(Point labeling examples)
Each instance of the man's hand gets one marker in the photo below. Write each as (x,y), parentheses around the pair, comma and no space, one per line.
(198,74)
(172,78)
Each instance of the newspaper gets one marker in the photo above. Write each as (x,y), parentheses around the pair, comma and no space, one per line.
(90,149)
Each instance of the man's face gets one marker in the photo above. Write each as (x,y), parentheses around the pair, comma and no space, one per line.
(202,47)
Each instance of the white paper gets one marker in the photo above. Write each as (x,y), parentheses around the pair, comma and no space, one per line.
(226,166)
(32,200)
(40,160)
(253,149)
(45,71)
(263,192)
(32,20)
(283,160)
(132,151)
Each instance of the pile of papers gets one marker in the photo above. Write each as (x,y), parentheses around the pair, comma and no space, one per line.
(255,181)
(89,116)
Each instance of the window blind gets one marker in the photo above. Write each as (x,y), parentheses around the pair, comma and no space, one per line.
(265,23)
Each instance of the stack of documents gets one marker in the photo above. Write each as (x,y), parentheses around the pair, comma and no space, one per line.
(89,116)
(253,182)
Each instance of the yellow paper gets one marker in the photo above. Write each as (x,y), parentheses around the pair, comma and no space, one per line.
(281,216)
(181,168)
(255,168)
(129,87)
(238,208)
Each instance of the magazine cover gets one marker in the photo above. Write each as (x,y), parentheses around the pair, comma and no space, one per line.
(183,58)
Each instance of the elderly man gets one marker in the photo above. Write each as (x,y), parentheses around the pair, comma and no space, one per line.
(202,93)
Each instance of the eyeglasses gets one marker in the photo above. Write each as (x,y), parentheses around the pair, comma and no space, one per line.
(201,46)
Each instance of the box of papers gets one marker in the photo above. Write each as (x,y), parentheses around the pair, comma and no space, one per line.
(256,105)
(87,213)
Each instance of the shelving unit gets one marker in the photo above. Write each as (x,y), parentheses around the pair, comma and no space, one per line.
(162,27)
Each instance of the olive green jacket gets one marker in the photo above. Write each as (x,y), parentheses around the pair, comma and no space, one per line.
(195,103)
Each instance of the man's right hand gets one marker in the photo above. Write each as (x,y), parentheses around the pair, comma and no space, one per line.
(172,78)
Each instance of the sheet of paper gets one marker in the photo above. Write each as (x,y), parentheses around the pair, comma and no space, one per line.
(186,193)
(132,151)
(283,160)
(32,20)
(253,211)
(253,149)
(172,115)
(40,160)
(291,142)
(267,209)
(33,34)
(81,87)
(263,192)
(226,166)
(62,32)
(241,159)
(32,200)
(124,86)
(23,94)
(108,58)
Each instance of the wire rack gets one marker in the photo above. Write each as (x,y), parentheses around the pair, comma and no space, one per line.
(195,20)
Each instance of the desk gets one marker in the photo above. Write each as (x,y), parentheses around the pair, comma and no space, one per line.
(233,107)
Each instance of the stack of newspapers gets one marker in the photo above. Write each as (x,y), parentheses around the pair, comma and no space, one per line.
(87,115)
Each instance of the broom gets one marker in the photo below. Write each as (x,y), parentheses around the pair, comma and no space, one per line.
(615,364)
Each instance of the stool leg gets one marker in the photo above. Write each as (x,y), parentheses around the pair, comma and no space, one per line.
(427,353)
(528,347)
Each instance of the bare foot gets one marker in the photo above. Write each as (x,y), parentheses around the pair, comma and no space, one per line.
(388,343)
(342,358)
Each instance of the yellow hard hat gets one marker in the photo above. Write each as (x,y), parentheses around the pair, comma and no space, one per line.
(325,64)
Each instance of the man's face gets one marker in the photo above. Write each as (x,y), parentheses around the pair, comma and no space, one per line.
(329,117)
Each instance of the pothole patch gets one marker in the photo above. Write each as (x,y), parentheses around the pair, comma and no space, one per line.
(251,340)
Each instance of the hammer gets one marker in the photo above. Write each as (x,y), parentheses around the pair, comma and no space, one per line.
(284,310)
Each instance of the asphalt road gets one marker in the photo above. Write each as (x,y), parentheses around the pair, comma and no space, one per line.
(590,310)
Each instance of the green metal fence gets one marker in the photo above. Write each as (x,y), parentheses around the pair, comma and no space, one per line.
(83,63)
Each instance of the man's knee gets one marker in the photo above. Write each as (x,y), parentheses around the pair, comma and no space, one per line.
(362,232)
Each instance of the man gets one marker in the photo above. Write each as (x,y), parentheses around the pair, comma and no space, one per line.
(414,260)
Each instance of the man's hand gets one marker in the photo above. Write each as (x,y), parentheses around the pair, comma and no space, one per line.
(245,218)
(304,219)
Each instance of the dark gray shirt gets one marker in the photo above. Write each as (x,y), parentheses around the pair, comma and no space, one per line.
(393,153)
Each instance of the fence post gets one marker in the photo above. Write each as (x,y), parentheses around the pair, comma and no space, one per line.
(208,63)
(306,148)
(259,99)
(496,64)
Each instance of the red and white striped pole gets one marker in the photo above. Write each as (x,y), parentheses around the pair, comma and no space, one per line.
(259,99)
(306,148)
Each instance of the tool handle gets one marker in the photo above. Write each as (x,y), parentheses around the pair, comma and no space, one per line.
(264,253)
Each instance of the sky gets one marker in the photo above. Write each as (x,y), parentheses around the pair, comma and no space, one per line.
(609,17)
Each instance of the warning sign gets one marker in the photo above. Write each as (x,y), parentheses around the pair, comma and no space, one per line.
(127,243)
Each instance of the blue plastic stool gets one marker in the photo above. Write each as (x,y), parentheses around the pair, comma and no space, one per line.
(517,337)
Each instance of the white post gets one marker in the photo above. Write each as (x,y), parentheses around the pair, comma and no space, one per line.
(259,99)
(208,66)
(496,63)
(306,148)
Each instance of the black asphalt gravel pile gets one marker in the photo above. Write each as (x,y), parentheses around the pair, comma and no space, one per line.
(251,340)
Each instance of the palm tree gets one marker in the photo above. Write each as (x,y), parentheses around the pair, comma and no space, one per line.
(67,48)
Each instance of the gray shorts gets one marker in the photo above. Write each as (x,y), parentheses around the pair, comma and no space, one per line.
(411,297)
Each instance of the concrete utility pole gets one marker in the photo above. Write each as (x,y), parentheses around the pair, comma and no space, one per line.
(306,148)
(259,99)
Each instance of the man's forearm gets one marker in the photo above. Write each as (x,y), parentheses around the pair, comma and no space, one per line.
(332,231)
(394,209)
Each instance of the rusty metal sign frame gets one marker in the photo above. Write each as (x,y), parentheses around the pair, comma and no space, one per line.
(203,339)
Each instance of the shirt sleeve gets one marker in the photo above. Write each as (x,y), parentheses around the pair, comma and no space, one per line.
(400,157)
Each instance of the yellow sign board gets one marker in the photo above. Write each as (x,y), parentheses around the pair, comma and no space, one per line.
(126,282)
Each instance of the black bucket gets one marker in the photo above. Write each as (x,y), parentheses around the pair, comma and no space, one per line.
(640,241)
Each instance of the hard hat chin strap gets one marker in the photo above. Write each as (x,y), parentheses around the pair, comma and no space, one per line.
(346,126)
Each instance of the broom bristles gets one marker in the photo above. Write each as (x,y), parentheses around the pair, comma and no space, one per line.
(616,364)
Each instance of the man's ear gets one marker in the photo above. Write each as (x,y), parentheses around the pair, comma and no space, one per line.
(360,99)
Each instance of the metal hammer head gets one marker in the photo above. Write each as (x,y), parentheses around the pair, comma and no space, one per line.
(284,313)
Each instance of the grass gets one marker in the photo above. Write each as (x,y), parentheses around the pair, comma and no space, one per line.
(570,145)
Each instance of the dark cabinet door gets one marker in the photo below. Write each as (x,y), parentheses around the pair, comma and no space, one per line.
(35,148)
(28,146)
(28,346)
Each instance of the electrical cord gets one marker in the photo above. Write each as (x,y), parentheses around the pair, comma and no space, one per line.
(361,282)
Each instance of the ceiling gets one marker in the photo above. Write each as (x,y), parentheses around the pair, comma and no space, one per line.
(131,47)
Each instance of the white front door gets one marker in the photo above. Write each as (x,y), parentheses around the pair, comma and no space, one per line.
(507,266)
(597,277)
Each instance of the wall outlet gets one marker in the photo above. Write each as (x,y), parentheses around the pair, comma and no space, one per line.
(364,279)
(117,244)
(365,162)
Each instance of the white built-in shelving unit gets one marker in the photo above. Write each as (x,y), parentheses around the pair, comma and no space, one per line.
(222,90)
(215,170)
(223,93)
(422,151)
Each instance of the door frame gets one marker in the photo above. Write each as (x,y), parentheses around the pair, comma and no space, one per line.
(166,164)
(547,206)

What you will do:
Exactly reproduce the lines from the one containing "Each instance of the ceiling" through the end of the records, and only those lines.

Response to this exercise:
Each instance of the ceiling gets one marker in the photo above. Write each as (x,y), parentheses around the pair, comma and no space, one per line.
(131,47)
Each instance of the white front door gets one marker in the photo above. Write each as (x,y), parentheses around the pair, comma and no space, one per line.
(507,266)
(597,277)
Each instance of the wall outlet gets one marker in the photo above. Write each as (x,y), parentheses around the pair, comma and no space, one per line.
(364,279)
(117,244)
(365,162)
Each instance of the white built-in shelving unit gets one marker in the photo above. Write each as (x,y), parentheses around the pair, comma and no space, one per line.
(222,90)
(215,170)
(223,93)
(422,151)
Each instance of the door frame gets one marker in the photo above. Write each as (x,y), parentheses around the pair, comma and no space, one per line.
(166,164)
(547,206)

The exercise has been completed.